>>>

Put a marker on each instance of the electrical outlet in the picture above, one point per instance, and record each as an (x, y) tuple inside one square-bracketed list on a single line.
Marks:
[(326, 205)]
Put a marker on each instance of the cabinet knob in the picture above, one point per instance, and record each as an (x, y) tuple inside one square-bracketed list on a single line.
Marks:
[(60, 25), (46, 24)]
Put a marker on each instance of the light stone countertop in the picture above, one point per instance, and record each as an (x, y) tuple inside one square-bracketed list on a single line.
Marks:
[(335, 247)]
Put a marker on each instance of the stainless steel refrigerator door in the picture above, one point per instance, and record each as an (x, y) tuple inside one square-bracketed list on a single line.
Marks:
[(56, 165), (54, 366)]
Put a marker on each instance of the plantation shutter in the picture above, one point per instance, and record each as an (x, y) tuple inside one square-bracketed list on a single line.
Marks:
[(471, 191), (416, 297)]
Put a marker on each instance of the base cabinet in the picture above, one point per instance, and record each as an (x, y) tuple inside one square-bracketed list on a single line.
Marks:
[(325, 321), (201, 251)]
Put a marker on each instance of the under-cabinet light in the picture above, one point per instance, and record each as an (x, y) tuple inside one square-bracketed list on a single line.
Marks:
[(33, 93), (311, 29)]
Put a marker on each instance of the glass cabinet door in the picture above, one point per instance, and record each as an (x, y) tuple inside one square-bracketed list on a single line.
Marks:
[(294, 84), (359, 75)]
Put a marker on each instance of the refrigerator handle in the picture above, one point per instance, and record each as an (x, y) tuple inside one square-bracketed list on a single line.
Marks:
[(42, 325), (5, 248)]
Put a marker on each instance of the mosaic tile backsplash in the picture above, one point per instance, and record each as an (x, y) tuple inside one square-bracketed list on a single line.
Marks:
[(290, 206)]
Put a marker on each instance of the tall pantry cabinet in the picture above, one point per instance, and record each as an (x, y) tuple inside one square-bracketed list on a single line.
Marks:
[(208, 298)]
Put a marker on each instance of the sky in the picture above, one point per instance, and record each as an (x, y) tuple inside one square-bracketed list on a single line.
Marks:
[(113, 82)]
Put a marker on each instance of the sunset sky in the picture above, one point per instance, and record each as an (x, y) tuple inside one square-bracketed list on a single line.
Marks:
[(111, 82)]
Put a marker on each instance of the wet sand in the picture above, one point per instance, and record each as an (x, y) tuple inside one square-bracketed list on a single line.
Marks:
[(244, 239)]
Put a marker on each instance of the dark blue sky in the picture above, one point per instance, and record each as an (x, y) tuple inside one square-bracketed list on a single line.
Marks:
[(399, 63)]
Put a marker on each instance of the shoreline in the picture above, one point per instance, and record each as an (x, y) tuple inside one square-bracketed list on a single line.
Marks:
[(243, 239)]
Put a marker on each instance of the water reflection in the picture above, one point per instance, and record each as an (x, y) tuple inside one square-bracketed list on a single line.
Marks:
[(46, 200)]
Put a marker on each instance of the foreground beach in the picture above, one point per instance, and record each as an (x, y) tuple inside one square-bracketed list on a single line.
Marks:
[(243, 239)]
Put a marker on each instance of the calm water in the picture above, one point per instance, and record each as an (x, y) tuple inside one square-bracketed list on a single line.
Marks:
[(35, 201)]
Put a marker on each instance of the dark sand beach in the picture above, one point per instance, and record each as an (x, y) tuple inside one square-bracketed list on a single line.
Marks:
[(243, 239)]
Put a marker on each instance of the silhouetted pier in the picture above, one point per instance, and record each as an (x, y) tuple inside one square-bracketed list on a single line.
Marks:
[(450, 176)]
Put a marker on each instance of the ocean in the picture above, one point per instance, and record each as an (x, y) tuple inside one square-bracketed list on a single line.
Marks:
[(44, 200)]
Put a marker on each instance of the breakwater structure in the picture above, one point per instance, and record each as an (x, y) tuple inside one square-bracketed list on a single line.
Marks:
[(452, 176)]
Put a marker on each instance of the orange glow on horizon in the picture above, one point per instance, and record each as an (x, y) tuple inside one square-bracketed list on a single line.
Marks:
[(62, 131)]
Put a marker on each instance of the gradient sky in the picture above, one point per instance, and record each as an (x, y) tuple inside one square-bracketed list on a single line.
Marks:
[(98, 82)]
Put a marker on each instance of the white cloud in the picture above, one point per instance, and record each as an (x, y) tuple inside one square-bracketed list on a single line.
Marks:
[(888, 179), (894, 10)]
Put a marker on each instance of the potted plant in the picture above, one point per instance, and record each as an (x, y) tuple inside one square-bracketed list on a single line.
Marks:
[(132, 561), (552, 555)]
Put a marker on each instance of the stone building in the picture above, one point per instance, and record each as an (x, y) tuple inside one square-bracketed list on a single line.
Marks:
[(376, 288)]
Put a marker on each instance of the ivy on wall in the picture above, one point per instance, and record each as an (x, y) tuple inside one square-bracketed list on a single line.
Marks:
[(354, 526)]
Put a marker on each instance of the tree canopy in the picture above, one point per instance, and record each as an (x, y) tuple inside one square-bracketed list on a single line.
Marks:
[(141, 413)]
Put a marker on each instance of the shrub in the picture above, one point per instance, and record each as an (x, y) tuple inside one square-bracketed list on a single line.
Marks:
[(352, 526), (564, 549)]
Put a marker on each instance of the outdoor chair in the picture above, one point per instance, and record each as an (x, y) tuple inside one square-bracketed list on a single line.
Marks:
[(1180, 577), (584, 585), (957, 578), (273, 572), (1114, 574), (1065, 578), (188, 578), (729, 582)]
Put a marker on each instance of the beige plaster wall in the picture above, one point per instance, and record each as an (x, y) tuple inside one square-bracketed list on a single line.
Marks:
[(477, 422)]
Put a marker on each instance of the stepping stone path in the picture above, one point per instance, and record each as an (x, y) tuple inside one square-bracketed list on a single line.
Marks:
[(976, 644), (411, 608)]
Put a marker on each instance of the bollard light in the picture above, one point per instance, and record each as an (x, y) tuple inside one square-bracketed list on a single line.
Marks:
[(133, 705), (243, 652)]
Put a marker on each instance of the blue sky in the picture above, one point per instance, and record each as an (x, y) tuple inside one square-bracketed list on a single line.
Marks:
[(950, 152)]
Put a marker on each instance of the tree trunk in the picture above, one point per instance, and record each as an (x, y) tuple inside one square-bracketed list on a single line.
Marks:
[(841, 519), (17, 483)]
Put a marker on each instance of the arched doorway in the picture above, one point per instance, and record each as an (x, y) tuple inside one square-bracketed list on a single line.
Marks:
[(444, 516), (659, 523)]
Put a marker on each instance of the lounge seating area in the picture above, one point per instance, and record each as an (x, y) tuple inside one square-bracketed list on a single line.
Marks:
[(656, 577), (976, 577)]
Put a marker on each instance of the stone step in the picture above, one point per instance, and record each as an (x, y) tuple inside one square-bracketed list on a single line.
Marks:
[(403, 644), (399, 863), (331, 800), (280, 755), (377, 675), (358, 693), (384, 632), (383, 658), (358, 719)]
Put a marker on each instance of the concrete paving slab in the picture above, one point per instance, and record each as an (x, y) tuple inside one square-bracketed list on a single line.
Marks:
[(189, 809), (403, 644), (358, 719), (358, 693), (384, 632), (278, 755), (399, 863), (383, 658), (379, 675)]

<<<

_PROBLEM TO WORK ON_. Arrange the lines running from the start of the records through the line containing "[(326, 205)]", inclusive, as a Markdown table with the columns Row and Line, numbering each row and omitting any blank lines.

_EXERCISE RESULT_.
| Row | Line |
|---|---|
| 1 | Put a marker on each instance of the electrical outlet in the picture above, one point per instance, and record each as an (x, y) tuple inside one square-bracketed list on a single line. |
| 2 | Marks: |
| 3 | [(326, 205)] |